### Lista de atividades:
a) Transcreva do trecho sobre o Hospital Regional a parte que vai de "Nestes casos atípicos, a" a "função no hospital.".
b) Segundo o trecho sobre o Hospital Regional, o que aconteceu com a funcionária depois que ela começou a questionar as entradas que não eram reais?
c) Retome o trecho sobre o Hospital Regional e dê continuidade a ele depois da última frase.

### Trecho fornecido:

Sobre a remessa do almoxarifado geral (onde recebiam os produtos) ao almoxarifado central e depois a setores, como a própria coordenação de logística, fazia conforme ordens da chefia.
Nestes casos atípicos, a servidora era informada pela chefia que os produtos seriam entregues no futuro, como uma espécie de crédito junto às empresas, mas afirma que jamais conferiu tal situação, pois não era sua função. Questionada sobre esta situação, afirma que realmente aqueles produtos não entraram no hospital.
“Ficava sim se questionando, porque era muita nota, mas só cumpria as ordens”, disse a funcionária ao MPE. Ela acrescenta que, após um tempo, começou a questionar sobre as entradas que não eram reais, então acabou transferida para outra função no hospital.
Ainda sobre as notas fiscais, a servidora diz que havia uma comissão que assinava no verso das notas, porém, de fato não conferiam, que ela sempre levava as notas e “o pessoal assinava sem qualquer conferência”. Porém, alega que não via maldade naquilo, era um procedimento de praxe só assinar sem conferir.
Falta de materiais e indignação
Em diligências no Hospital Regional nos setores em tese destinatários dos produtos hospitalares, conforme informado por O Jacaré em dezembro de 2022, a promotoria constatou que não houve qualquer entrada destes materiais, muito menos solicitação direta ao almoxarifado.
Os depoimentos dos servidores que trabalham no Hospital Regional corroboram com a denúncia. Se repetem declarações como “este volume informado [na nota fiscal] sequer caberia no espaço físico do setor”, “esclarece que no próprio setor não existe um espaço para armazenamento”, “a realidade do hospital é a escassez e a falta da maioria destes produtos”.
“Tem falta de vários produtos, como curativos especiais e bolsas de colostomia, a realidade ali sempre foi de escassez destes produtos, quando não a falta, e sem os quais o atendimento à população fica prejudicado”, relatou uma enfermeira que trabalha no setor de cardiologia desde janeiro de 2017.
Uma enfermeira que atuou no Centro de Materiais Esterilizados de 2008 até novembro de 2019 foi questionada e informou que jamais receberam 30 kits de limpeza de autoclaves, que solicitam um que dura três meses, a quantidade de 30 é incompatível até com o espaço.
“Esta quantidade informada causa muita indignação entre os profissionais, pois nunca existiu e sua constante falta prejudica muito tanto os profissionais quanto os pacientes”, desabafa a servidora.

### Dados para análise:
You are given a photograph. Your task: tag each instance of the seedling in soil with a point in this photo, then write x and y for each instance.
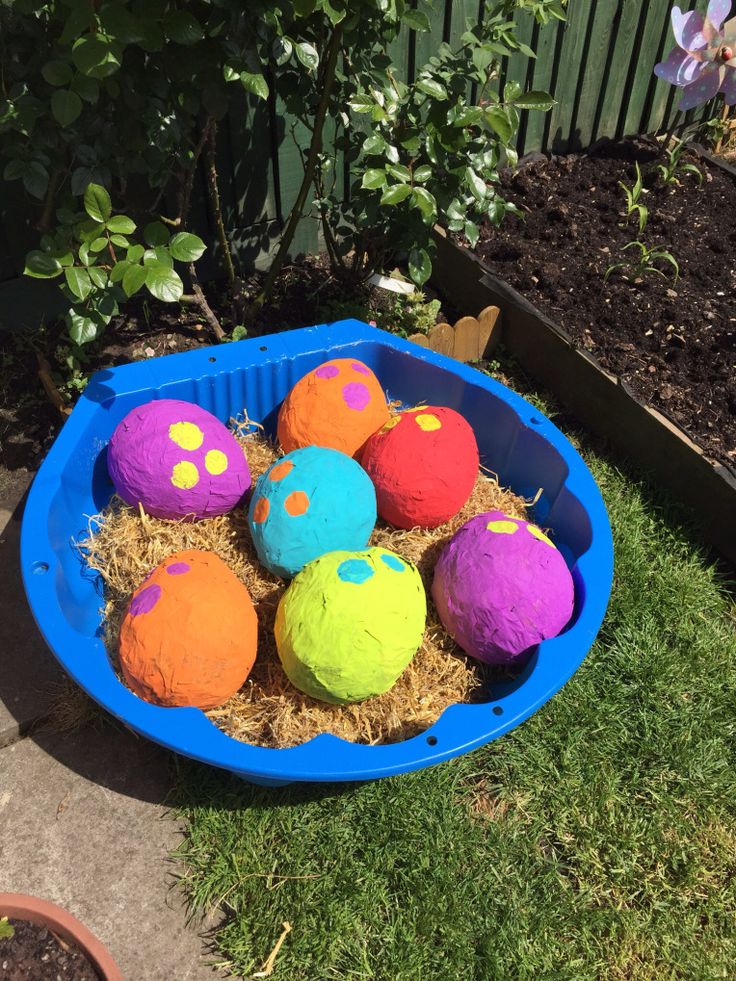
(674, 166)
(632, 200)
(645, 262)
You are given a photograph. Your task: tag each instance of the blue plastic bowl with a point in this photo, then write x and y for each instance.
(516, 441)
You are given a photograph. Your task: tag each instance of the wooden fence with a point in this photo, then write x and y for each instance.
(598, 65)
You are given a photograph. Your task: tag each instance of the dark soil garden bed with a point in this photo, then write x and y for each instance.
(34, 953)
(673, 343)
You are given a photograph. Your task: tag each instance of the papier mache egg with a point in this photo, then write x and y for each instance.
(423, 463)
(190, 633)
(501, 587)
(177, 460)
(312, 501)
(338, 405)
(350, 623)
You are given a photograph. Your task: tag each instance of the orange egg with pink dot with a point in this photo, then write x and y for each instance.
(338, 406)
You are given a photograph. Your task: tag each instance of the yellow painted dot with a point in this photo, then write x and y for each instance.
(538, 533)
(184, 475)
(186, 435)
(428, 422)
(215, 462)
(502, 527)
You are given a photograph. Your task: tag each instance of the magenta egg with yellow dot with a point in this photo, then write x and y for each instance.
(177, 461)
(312, 501)
(501, 587)
(424, 463)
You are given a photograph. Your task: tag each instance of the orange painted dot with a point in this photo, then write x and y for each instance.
(281, 470)
(296, 503)
(260, 511)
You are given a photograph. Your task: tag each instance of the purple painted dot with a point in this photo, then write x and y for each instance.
(178, 568)
(356, 395)
(145, 601)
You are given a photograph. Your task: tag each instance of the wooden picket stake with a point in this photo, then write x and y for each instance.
(471, 339)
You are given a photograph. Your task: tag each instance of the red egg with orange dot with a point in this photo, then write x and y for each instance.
(190, 633)
(423, 464)
(337, 406)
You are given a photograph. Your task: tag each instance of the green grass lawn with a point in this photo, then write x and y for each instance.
(597, 840)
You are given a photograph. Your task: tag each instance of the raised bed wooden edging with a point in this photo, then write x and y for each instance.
(602, 402)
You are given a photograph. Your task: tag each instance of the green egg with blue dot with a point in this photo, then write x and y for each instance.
(350, 623)
(311, 501)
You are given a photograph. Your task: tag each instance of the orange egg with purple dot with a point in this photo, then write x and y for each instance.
(189, 635)
(338, 405)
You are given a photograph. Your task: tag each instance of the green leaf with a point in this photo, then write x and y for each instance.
(119, 270)
(134, 278)
(374, 177)
(499, 123)
(41, 265)
(431, 87)
(98, 276)
(78, 281)
(97, 203)
(416, 20)
(97, 55)
(307, 54)
(282, 49)
(121, 224)
(65, 106)
(182, 27)
(57, 72)
(187, 247)
(476, 184)
(255, 83)
(156, 233)
(163, 282)
(420, 266)
(395, 194)
(426, 203)
(472, 233)
(82, 328)
(534, 100)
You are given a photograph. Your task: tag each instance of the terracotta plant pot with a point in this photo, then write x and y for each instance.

### Resultados:
a)
Nestes casos atípicos, a servidora era informada pela chefia que os produtos seriam entregues no futuro, como uma espécie de crédito junto às empresas, mas afirma que jamais conferiu tal situação, pois não era sua função. Questionada sobre esta situação, afirma que realmente aqueles produtos não entraram no hospital.
“Ficava sim se questionando, porque era muita nota, mas só cumpria as ordens”, disse a funcionária ao MPE. Ela acrescenta que, após um tempo, começou a questionar sobre as entradas que não eram reais, então acabou transferida para outra função no hospital.

b) Ela acabou transferida para outra função no hospital.

c)
De acordo com o MPE, o esquema consistia na falsa compra de materiais hospitalares em quantidades “excessivamente elevadas e desproporcionais ao uso regular do hospital”, desprezando o histórico de consumo, sendo que estes nunca seriam utilizados, porque não davam entrada no estoque do HRMS. Para isso, eram emitidos atestados falsos de recebimento, “dissimulando a baixa, e propiciando pagamentos por produtos jamais entregues” ao Hospital Regional.
Segundo apurado por investigação da 29ª Promotoria de Justiça na Operação Parasita, após a emissão das notas fiscais simuladas pelos empresários e o falso recebimento do material forjado diretamente ou por ordem do coordenador e diretor Rehder Batista, eram providenciados os pagamentos das ordens bancárias, de forma a efetivar o desvio de dinheiro público, que alcançou o montante atualizado de R$ 12.014.362,10.
Na denúncia, o Ministério Público Estadual solicita liminar para indisponibilidade dos bens dos acusados, no valor de R$ 12.014.362,10, para garantir o ressarcimento integral aos cofres públicos em caso de condenação pela prática de improbidade administrativa.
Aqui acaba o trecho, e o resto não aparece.